§ Direction 1: In the mailing-list reply on indexing, replace "GiST" with "R-tree" and write out the passage that begins at the words "We need multi-key" and ends after "of postgres's internals.".
§ Direction 2: In the mailing-list reply on indexing, what is the writer's full text search engine based on?

==== Selected extract

Re: OK, does anyone have any better ideas?

From: Oleg Bartunov <oleg(at)sai(dot)msu(dot)su>
To: mlw <markw(at)mohawksoft(dot)com>
Cc: Tom Lane <tgl(at)sss(dot)pgh(dot)pa(dot)us>, Hackers List <pgsql-hackers(at)postgresql(dot)org>
Subject: Re: OK, does anyone have any better ideas?
Date: 2000-12-09 08:50:17
Message-ID: Pine.GSO.3.96.SK.1001209114358.4174j-100000@ra
Views: Raw Message | Whole Thread | Download mbox | Resend email
Thread:
Lists: pgsql-hackers pgsql-novice

We need multi-key B-tree like index for such problem.
Our full text search engine is based on arrays and we need to find quickly
is some number exists in array - some kind of index over int array.
We're currently testing GiST approach and seems will have some conclusions
soon. I think multi-key B-tree like index would be better in my
opinion, but this requires to much work and knowledge of postgres's internals.

========
==== Stored records

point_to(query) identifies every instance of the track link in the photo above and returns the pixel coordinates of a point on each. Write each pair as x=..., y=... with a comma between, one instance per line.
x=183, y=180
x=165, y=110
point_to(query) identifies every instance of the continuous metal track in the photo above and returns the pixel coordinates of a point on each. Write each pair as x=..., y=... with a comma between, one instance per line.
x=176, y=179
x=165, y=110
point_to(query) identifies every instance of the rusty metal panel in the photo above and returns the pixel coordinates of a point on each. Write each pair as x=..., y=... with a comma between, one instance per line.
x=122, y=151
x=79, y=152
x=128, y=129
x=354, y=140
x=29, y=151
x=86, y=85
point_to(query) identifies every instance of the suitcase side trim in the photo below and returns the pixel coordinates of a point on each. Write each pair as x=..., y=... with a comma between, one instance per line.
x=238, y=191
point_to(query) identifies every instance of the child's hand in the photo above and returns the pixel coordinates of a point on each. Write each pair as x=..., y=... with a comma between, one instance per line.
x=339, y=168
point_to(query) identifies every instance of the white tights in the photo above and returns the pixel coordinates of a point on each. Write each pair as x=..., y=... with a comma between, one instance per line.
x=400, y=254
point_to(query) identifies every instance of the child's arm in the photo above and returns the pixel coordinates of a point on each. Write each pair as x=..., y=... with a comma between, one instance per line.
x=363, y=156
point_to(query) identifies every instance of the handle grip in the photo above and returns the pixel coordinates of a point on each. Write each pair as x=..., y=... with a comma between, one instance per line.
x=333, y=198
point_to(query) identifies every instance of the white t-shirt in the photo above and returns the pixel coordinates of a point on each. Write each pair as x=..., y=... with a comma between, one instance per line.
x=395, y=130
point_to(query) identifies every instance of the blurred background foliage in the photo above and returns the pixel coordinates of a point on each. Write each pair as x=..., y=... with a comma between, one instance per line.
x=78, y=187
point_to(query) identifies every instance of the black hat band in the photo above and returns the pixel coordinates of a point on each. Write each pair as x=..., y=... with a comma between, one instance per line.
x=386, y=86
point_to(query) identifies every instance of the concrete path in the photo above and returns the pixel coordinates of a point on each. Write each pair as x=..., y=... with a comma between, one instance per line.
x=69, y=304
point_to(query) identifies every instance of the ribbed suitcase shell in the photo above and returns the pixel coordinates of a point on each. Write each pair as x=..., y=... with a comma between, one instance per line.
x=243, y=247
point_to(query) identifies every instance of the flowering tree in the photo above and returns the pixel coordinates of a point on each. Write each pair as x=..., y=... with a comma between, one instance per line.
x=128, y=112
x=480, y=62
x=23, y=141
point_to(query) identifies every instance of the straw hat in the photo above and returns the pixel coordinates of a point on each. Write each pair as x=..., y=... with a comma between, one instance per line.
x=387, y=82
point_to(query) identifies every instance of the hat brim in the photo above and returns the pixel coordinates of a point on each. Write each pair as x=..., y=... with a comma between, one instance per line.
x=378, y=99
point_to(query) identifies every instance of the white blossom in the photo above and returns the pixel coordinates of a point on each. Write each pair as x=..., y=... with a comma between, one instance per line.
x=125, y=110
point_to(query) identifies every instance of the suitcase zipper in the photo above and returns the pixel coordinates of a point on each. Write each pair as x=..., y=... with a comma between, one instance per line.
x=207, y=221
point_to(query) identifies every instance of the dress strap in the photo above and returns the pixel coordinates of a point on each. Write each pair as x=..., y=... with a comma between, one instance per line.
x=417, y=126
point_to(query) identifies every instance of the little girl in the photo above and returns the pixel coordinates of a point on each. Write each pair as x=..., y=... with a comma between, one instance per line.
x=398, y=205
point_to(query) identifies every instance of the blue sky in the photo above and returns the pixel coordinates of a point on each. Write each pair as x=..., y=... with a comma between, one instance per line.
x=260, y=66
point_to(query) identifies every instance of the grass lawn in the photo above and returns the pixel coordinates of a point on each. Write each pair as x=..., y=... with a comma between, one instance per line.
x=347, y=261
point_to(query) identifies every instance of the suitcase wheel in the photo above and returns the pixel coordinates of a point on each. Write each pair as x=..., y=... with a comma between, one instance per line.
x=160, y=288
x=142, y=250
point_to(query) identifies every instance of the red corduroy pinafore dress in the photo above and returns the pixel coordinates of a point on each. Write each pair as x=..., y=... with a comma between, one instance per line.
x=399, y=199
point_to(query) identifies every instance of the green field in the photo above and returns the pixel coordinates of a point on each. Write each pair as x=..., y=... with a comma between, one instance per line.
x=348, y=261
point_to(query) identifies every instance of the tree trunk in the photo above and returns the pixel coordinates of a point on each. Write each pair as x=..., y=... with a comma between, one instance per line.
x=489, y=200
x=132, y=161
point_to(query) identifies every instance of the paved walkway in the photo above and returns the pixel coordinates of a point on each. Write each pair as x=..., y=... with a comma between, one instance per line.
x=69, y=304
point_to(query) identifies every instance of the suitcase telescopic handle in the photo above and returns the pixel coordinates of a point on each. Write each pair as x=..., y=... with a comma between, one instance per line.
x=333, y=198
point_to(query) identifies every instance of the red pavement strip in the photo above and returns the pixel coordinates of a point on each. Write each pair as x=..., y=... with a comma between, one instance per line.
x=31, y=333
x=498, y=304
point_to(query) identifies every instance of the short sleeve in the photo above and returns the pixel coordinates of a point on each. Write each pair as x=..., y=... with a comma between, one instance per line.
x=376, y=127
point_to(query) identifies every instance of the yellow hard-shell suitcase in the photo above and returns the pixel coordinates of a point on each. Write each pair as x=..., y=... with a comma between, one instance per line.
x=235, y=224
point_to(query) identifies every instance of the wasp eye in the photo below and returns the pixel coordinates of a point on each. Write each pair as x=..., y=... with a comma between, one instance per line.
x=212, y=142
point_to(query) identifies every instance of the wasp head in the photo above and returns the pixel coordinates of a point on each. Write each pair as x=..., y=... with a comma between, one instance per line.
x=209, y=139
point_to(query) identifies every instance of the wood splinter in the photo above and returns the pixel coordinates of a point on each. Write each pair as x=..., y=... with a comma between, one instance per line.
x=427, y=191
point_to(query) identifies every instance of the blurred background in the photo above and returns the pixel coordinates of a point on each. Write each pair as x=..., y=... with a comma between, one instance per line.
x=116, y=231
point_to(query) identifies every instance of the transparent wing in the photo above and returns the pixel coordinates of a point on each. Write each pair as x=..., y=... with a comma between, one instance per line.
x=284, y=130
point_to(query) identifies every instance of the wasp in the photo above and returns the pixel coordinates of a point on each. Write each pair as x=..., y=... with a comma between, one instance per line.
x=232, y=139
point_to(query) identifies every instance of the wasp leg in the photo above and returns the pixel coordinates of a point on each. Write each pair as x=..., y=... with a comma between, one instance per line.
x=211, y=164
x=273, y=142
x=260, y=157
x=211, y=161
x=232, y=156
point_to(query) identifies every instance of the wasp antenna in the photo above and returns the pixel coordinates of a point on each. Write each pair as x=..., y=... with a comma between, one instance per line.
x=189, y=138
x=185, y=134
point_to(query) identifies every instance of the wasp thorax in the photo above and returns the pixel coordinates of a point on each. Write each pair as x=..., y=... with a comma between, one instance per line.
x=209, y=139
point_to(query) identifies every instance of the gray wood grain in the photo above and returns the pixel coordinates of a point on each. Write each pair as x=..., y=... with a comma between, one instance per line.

========

§ Correct response 1:
We need multi-key B-tree like index for such problem.
Our full text search engine is based on arrays and we need to find quickly
is some number exists in array - some kind of index over int array.
We're currently testing R-tree approach and seems will have some conclusions
soon. I think multi-key B-tree like index would be better in my
opinion, but this requires to much work and knowledge of postgres's internals.

§ Correct response 2: Arrays.